ACTIVITY: Give back all the data below exactly as it is shown.

*** INPUT FOR THIS TASK ***

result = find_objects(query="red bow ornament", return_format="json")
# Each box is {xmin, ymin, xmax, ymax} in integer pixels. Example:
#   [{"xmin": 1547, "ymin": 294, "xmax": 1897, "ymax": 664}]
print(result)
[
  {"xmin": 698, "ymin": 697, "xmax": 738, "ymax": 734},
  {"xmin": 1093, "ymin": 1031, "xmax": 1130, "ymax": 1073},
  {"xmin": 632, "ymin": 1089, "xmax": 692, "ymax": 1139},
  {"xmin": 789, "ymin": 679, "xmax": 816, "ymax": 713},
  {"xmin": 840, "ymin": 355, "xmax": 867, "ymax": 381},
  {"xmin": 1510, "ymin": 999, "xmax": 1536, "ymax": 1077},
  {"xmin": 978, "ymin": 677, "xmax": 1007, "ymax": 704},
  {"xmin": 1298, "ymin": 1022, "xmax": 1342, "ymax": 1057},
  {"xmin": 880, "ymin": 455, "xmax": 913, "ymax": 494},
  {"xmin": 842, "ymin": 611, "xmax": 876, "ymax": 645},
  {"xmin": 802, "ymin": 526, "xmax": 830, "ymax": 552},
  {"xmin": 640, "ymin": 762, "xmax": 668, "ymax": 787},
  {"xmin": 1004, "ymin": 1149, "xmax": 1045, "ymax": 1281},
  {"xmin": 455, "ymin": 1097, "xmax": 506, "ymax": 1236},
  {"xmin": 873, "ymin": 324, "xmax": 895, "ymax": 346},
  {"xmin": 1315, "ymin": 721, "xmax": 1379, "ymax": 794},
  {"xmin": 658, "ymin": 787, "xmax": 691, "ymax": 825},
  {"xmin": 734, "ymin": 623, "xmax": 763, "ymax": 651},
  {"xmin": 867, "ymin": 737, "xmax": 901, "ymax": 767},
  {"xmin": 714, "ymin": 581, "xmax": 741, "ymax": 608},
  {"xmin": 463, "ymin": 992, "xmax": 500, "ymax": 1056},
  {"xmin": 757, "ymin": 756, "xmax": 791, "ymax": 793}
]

*** End of INPUT FOR THIS TASK ***

THE COMPLETED TASK:
result = find_objects(query="red bow ornament", return_format="json")
# Each box is {xmin, ymin, xmax, ymax} in integer pixels. Example:
#   [{"xmin": 1547, "ymin": 294, "xmax": 1897, "ymax": 664}]
print(result)
[
  {"xmin": 698, "ymin": 697, "xmax": 738, "ymax": 734},
  {"xmin": 1093, "ymin": 1031, "xmax": 1130, "ymax": 1073},
  {"xmin": 632, "ymin": 1089, "xmax": 692, "ymax": 1139},
  {"xmin": 789, "ymin": 679, "xmax": 816, "ymax": 713},
  {"xmin": 840, "ymin": 355, "xmax": 867, "ymax": 381},
  {"xmin": 1510, "ymin": 999, "xmax": 1536, "ymax": 1077},
  {"xmin": 978, "ymin": 677, "xmax": 1007, "ymax": 704},
  {"xmin": 1298, "ymin": 1022, "xmax": 1342, "ymax": 1057},
  {"xmin": 880, "ymin": 455, "xmax": 913, "ymax": 494},
  {"xmin": 842, "ymin": 611, "xmax": 876, "ymax": 645},
  {"xmin": 802, "ymin": 526, "xmax": 830, "ymax": 552},
  {"xmin": 640, "ymin": 762, "xmax": 668, "ymax": 787},
  {"xmin": 1004, "ymin": 1149, "xmax": 1045, "ymax": 1281},
  {"xmin": 455, "ymin": 1097, "xmax": 506, "ymax": 1236},
  {"xmin": 873, "ymin": 324, "xmax": 895, "ymax": 346},
  {"xmin": 1315, "ymin": 721, "xmax": 1379, "ymax": 794},
  {"xmin": 658, "ymin": 787, "xmax": 691, "ymax": 825},
  {"xmin": 734, "ymin": 623, "xmax": 763, "ymax": 651},
  {"xmin": 867, "ymin": 737, "xmax": 901, "ymax": 767},
  {"xmin": 714, "ymin": 581, "xmax": 741, "ymax": 608},
  {"xmin": 463, "ymin": 992, "xmax": 500, "ymax": 1056},
  {"xmin": 757, "ymin": 756, "xmax": 791, "ymax": 793}
]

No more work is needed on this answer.